* **Exercise directions**:
Search the data below, and report every line in which "water" occurs.

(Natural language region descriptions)
★ ★ ★ ★ ★

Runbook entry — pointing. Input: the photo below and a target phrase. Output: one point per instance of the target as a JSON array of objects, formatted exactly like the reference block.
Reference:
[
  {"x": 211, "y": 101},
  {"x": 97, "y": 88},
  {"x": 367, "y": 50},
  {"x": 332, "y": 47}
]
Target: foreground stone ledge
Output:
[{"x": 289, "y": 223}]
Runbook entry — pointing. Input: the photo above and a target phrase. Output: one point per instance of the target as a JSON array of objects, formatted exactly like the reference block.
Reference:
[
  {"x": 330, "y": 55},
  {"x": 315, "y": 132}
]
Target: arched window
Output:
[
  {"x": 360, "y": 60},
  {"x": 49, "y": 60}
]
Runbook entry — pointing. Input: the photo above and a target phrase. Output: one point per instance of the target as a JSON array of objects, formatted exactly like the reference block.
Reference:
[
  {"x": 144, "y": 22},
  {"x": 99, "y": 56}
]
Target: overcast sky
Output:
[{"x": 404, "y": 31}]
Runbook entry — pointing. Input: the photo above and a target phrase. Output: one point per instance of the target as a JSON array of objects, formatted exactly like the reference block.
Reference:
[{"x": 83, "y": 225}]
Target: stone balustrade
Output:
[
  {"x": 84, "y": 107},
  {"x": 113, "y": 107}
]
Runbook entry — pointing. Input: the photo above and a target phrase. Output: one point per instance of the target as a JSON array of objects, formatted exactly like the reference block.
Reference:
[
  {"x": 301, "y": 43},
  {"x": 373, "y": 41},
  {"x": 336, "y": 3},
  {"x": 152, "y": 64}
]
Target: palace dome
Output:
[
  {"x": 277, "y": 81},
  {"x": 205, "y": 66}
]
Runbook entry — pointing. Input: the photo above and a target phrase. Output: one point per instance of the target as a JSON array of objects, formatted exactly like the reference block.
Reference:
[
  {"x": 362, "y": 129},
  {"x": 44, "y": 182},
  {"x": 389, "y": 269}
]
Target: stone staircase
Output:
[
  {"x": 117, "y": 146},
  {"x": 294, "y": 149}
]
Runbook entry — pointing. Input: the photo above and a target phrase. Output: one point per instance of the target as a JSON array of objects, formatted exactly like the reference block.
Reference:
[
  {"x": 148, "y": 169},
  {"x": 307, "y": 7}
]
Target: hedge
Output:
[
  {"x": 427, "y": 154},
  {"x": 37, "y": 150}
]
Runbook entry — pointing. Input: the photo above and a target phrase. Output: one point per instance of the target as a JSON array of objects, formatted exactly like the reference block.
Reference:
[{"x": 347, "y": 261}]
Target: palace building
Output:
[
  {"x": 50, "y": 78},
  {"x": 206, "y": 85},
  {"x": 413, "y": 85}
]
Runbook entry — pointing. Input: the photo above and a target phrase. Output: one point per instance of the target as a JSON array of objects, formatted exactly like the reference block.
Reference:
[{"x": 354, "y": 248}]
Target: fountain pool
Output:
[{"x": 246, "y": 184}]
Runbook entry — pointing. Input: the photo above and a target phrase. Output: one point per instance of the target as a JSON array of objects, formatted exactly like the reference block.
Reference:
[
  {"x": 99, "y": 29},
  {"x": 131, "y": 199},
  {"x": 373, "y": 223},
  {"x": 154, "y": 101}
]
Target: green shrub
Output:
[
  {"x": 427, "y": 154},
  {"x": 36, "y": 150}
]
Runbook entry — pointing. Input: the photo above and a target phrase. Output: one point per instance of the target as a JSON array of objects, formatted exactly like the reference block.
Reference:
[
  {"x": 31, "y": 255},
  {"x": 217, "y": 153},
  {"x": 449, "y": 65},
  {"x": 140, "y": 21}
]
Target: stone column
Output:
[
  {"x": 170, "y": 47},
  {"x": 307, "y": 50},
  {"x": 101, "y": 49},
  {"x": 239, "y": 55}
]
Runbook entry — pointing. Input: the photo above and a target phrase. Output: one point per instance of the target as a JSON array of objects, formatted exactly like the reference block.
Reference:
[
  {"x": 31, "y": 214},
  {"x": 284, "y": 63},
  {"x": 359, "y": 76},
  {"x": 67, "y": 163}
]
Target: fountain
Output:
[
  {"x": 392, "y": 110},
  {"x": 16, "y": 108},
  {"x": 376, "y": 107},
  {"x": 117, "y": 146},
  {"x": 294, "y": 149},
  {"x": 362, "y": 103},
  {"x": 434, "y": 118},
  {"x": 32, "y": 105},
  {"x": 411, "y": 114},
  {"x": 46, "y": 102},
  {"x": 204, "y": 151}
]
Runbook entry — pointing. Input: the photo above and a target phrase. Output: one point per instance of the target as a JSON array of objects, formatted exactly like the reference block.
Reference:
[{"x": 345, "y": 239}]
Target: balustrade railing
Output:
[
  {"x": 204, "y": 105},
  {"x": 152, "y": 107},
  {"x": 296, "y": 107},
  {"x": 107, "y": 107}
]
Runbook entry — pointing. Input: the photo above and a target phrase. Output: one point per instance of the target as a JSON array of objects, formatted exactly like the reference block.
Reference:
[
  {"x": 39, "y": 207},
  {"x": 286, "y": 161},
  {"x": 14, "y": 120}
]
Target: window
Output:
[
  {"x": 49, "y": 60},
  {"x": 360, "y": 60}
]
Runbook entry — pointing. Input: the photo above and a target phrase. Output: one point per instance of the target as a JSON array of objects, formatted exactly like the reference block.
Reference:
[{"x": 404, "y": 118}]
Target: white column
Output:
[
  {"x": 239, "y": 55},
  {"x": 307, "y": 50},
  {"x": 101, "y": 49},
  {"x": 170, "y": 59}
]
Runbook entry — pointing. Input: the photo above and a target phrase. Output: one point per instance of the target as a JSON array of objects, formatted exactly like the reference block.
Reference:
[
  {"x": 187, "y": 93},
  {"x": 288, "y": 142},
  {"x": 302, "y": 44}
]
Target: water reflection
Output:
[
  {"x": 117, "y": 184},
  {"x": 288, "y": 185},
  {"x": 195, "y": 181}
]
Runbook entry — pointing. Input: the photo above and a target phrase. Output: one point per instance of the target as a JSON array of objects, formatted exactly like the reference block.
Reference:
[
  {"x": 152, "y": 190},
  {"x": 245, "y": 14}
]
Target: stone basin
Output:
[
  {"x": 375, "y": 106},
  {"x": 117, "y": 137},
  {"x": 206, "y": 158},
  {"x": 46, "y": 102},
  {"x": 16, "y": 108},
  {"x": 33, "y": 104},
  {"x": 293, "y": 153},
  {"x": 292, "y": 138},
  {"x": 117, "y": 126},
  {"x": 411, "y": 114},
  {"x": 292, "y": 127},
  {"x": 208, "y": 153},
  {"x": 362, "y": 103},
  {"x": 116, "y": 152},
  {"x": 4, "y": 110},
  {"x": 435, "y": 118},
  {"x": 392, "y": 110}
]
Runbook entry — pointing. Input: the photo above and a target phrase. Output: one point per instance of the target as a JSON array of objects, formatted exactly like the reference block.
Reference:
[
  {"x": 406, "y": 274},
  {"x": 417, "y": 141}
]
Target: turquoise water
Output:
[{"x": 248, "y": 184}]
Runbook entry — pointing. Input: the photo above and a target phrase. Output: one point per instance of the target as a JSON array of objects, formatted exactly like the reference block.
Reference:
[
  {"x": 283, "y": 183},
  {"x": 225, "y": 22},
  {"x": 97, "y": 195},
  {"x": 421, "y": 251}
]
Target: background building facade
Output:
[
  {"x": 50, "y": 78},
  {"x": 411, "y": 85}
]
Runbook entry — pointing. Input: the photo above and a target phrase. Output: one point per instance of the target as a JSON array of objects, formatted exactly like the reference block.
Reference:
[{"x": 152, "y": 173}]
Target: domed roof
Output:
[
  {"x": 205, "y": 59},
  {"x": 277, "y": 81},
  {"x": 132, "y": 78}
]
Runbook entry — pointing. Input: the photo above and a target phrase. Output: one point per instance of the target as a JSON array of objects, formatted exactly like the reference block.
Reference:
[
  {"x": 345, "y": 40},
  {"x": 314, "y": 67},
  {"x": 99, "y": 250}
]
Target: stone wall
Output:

★ ★ ★ ★ ★

* **Final answer**:
Target: water reflection
Target: turquoise water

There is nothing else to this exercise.